**REQUIREMENT**
Look for the line containing "Would you mind marking the man with" in the records below. Then output it and all the lines that follow, exactly and without any others.

**SOURCE MATERIAL**
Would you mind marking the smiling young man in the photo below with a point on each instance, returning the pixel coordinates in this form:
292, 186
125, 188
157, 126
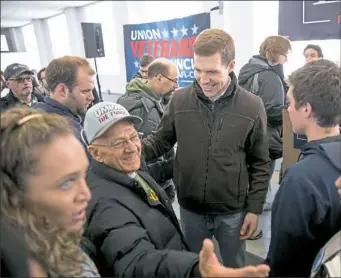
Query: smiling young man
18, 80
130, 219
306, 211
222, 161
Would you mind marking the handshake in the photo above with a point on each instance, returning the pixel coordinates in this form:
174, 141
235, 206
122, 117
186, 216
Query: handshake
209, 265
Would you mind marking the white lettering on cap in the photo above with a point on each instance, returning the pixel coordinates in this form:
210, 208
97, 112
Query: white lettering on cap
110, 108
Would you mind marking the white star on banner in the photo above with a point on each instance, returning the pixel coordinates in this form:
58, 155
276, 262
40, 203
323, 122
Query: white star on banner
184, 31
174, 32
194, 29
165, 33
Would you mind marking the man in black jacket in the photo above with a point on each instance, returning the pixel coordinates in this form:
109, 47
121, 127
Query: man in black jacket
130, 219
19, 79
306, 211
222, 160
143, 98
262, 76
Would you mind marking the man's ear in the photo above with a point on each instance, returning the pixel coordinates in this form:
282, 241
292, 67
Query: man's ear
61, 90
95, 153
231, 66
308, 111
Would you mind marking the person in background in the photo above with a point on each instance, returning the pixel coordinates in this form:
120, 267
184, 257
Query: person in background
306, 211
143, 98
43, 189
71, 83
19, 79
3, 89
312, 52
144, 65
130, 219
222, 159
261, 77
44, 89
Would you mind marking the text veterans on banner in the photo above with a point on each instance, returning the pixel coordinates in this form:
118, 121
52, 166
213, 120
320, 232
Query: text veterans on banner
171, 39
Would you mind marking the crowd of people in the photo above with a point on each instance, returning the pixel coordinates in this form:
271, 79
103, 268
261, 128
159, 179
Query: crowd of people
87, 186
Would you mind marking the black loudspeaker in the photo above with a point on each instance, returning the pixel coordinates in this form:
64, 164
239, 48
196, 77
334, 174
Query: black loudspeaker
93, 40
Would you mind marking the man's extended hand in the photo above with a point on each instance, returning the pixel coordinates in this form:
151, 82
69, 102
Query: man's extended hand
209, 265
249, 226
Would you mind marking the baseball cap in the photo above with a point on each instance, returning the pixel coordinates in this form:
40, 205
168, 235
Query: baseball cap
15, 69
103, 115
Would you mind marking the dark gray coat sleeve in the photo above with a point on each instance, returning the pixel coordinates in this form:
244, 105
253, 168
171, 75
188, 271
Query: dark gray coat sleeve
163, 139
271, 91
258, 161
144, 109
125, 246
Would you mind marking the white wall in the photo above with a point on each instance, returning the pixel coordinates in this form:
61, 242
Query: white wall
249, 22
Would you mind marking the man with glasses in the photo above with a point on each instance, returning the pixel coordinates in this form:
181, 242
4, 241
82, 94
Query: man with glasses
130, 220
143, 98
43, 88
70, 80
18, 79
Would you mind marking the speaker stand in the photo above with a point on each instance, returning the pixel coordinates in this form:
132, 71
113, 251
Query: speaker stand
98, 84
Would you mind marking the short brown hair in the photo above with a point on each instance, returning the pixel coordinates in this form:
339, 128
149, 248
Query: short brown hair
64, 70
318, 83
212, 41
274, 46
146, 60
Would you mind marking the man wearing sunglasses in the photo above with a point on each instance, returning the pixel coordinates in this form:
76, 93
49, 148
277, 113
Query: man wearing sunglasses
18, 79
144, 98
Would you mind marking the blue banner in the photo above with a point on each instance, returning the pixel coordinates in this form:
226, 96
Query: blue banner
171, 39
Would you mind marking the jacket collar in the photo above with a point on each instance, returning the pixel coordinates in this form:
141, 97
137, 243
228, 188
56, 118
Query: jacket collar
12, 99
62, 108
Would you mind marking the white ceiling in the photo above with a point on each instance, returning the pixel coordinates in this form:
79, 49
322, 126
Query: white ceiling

**RESULT FOR THIS TASK**
Would you mind marking the man with glasses in the photo above with a point on each instance, returning the pixel coordinates in this form:
181, 242
4, 241
82, 94
Query: man with glasses
130, 220
143, 98
43, 88
70, 80
18, 79
Would you mind marking the speaker stand in the photo above with a point on each instance, returning the pixel coordinates in this form:
132, 71
113, 251
Query: speaker stand
98, 84
Would you mind marking the short brown hair in the photo above with a point on each instance, returning the pixel coordinates in this form:
339, 128
149, 248
Query: short brown hair
64, 70
318, 83
212, 41
274, 46
146, 60
Would you mind marking the man wearing sunglasses in the photo above with a point on each instance, returning the pixel coordinates in this form:
76, 93
49, 148
277, 113
Query: man wearing sunglasses
18, 79
144, 98
Would you mind marking the blue banner in the photo above with a point on each instance, returning the pixel coordinates in this form:
226, 96
Query: blue banner
171, 39
Would you mind marking the jacket collar in the photo above with a point on each instance, returning the pixel coordinates in this form:
141, 97
137, 243
228, 188
56, 118
Query: jacket collar
12, 99
62, 108
Would you mind marking the white ceiling in the photo above with a point on each instance, returning the pixel coordinates in this form:
79, 49
322, 126
Query: white ceiling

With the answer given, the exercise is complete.